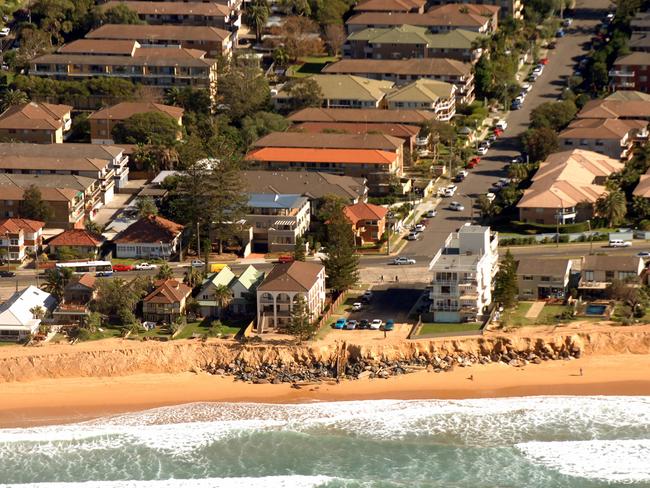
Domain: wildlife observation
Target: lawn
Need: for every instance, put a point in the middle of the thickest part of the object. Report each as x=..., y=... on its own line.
x=444, y=327
x=550, y=315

____________

Could you repeat each row above word for word, leaving the pictures out of your answer?

**Answer to the problem:**
Domain: wildlife observation
Target: lawn
Need: for every instance, put a point in the middle of the thickest part of the object. Report each as x=..., y=... on its own line.
x=444, y=327
x=550, y=315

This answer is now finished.